What the exercise asks: Would you return every entry, exactly as it is written?

- Opening Delimiter -

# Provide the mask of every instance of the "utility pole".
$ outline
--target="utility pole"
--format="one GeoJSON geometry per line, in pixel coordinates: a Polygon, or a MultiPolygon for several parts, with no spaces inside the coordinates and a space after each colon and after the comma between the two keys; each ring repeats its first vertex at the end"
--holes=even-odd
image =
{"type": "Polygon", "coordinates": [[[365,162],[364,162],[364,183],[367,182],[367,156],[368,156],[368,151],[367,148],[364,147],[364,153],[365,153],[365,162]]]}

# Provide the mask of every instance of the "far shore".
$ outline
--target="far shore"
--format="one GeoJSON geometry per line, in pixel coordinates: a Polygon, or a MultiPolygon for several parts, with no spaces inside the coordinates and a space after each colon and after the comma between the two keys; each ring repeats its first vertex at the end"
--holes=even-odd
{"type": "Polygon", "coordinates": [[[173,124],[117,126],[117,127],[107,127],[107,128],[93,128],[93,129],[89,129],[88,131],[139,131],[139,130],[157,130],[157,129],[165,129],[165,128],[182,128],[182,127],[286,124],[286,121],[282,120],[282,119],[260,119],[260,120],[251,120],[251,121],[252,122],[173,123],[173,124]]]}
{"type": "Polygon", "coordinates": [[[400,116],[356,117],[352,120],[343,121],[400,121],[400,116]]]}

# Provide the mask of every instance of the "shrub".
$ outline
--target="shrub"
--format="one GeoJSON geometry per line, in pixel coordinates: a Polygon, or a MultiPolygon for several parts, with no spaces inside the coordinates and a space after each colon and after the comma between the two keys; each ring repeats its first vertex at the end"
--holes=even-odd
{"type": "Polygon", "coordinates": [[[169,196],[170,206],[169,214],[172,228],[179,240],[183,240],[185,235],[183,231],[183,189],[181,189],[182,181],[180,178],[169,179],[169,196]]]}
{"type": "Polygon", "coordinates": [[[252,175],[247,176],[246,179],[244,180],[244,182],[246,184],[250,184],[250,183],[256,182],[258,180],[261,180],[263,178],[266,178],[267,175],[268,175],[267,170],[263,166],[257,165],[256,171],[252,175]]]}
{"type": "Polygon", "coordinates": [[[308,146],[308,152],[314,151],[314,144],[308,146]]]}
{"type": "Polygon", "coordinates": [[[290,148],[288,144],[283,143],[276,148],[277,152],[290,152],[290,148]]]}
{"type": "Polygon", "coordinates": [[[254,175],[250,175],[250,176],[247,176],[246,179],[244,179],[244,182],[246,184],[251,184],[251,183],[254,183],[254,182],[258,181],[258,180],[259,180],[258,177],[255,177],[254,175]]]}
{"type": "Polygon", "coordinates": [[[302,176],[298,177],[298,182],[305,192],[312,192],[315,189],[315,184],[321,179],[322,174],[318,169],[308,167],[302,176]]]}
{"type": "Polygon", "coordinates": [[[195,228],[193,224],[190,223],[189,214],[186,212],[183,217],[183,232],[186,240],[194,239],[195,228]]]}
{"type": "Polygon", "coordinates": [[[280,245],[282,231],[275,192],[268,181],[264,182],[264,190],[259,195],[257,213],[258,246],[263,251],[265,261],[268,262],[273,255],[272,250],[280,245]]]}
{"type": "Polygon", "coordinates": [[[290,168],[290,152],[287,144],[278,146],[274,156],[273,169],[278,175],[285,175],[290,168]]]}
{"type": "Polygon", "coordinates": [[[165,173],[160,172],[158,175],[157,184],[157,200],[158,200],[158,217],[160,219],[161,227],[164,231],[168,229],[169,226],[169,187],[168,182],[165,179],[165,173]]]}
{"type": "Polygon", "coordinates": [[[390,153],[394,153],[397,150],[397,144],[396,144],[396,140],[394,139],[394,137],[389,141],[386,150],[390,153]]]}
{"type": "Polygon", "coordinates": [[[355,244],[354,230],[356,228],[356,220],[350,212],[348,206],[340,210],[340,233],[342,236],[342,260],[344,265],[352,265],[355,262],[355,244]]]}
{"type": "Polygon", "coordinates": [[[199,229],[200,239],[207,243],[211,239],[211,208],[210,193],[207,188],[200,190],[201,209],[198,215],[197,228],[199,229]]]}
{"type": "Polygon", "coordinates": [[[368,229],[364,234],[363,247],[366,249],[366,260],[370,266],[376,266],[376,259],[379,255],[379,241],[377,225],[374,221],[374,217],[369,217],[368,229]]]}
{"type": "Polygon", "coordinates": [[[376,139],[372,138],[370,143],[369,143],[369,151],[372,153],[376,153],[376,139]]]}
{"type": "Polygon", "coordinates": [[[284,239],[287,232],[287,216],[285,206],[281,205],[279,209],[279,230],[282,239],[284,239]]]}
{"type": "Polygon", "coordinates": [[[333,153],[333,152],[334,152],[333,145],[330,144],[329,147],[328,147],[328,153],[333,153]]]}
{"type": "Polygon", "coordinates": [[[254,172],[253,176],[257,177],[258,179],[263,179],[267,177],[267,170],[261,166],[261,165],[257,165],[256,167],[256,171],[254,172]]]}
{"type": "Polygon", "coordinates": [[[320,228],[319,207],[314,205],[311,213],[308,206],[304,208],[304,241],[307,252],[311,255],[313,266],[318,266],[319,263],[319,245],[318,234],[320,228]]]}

- Closing Delimiter -

Worked solution:
# Provide the mask of every instance of the "utility pole".
$ outline
--target="utility pole"
--format="one GeoJSON geometry per line, in pixel coordinates: a Polygon, or a MultiPolygon for several parts, with no spaces inside the coordinates and a space after each colon and after the comma between the two keys; each ring repeats its first vertex at the end"
--holes=even-odd
image =
{"type": "Polygon", "coordinates": [[[365,162],[364,162],[364,183],[367,182],[367,156],[368,156],[368,151],[367,148],[364,147],[364,153],[365,153],[365,162]]]}

# Provide the mask of every instance of the "far shore".
$ outline
--target="far shore"
--format="one GeoJSON geometry per line, in pixel coordinates: a Polygon, or a MultiPolygon for several parts, with no spaces inside the coordinates and a space after each colon and after the comma between the two keys; each ring repeats its first vertex at the end"
--holes=even-odd
{"type": "Polygon", "coordinates": [[[173,124],[117,126],[117,127],[107,127],[107,128],[93,128],[93,129],[89,129],[88,131],[139,131],[139,130],[157,130],[157,129],[165,129],[165,128],[182,128],[182,127],[286,124],[286,121],[282,120],[282,119],[260,119],[260,120],[251,120],[251,121],[252,122],[173,123],[173,124]]]}
{"type": "Polygon", "coordinates": [[[400,116],[356,117],[352,120],[343,121],[400,121],[400,116]]]}

# Provide the mask of every instance of the "shrub".
$ outline
--target="shrub"
--format="one GeoJSON geometry per line, in pixel coordinates: a Polygon, or a MultiPolygon for several parts, with no spaces inside the coordinates and a space after each colon and after the comma between the two keys; each ring repeats its first vertex at the end"
--holes=even-odd
{"type": "Polygon", "coordinates": [[[169,196],[170,206],[169,214],[172,228],[179,240],[183,240],[185,235],[183,231],[183,189],[181,189],[182,181],[180,178],[169,179],[169,196]]]}
{"type": "Polygon", "coordinates": [[[252,175],[247,176],[246,179],[244,180],[244,182],[246,184],[250,184],[250,183],[256,182],[258,180],[261,180],[263,178],[266,178],[267,175],[268,175],[267,170],[263,166],[257,165],[256,171],[252,175]]]}
{"type": "Polygon", "coordinates": [[[308,146],[308,152],[314,151],[314,144],[308,146]]]}
{"type": "Polygon", "coordinates": [[[290,148],[288,144],[283,143],[276,148],[277,152],[290,152],[290,148]]]}
{"type": "Polygon", "coordinates": [[[254,175],[250,175],[250,176],[247,176],[246,179],[244,179],[244,182],[246,184],[251,184],[251,183],[254,183],[254,182],[258,181],[258,180],[259,180],[258,177],[255,177],[254,175]]]}
{"type": "Polygon", "coordinates": [[[302,176],[298,177],[298,182],[305,192],[312,192],[315,189],[315,184],[321,179],[322,174],[318,169],[308,167],[302,176]]]}
{"type": "Polygon", "coordinates": [[[195,228],[193,224],[190,223],[189,214],[186,212],[183,217],[183,232],[186,240],[194,239],[195,228]]]}
{"type": "Polygon", "coordinates": [[[280,245],[282,231],[275,192],[268,181],[264,182],[264,190],[259,195],[257,213],[258,246],[263,251],[265,261],[268,262],[273,255],[272,250],[280,245]]]}
{"type": "Polygon", "coordinates": [[[290,168],[290,152],[287,144],[278,146],[274,156],[273,169],[278,175],[285,175],[290,168]]]}
{"type": "Polygon", "coordinates": [[[165,173],[160,172],[158,175],[157,184],[157,200],[158,200],[158,217],[160,219],[161,227],[164,231],[168,229],[169,226],[169,187],[168,182],[165,179],[165,173]]]}
{"type": "Polygon", "coordinates": [[[390,153],[394,153],[397,150],[397,144],[396,144],[396,140],[394,139],[394,137],[389,141],[386,150],[390,153]]]}
{"type": "Polygon", "coordinates": [[[355,244],[354,230],[356,228],[356,220],[350,212],[348,206],[340,210],[340,233],[342,236],[342,260],[344,265],[352,265],[355,262],[355,244]]]}
{"type": "Polygon", "coordinates": [[[199,229],[200,239],[207,243],[211,239],[211,208],[210,193],[207,188],[200,190],[201,209],[198,215],[197,228],[199,229]]]}
{"type": "Polygon", "coordinates": [[[368,229],[364,234],[363,247],[366,249],[366,260],[370,266],[376,266],[376,259],[379,255],[379,241],[377,225],[374,221],[374,217],[369,217],[368,229]]]}
{"type": "Polygon", "coordinates": [[[376,139],[372,138],[370,143],[369,143],[369,151],[372,153],[376,153],[376,139]]]}
{"type": "Polygon", "coordinates": [[[284,239],[287,232],[287,216],[285,206],[281,205],[279,209],[279,230],[282,239],[284,239]]]}
{"type": "Polygon", "coordinates": [[[333,153],[333,152],[334,152],[333,145],[330,144],[329,147],[328,147],[328,153],[333,153]]]}
{"type": "Polygon", "coordinates": [[[254,172],[253,176],[257,177],[258,179],[263,179],[267,177],[267,170],[261,166],[261,165],[257,165],[256,167],[256,171],[254,172]]]}
{"type": "Polygon", "coordinates": [[[320,228],[319,207],[314,205],[311,213],[308,206],[304,208],[304,241],[307,252],[311,255],[313,266],[318,266],[319,263],[319,245],[318,234],[320,228]]]}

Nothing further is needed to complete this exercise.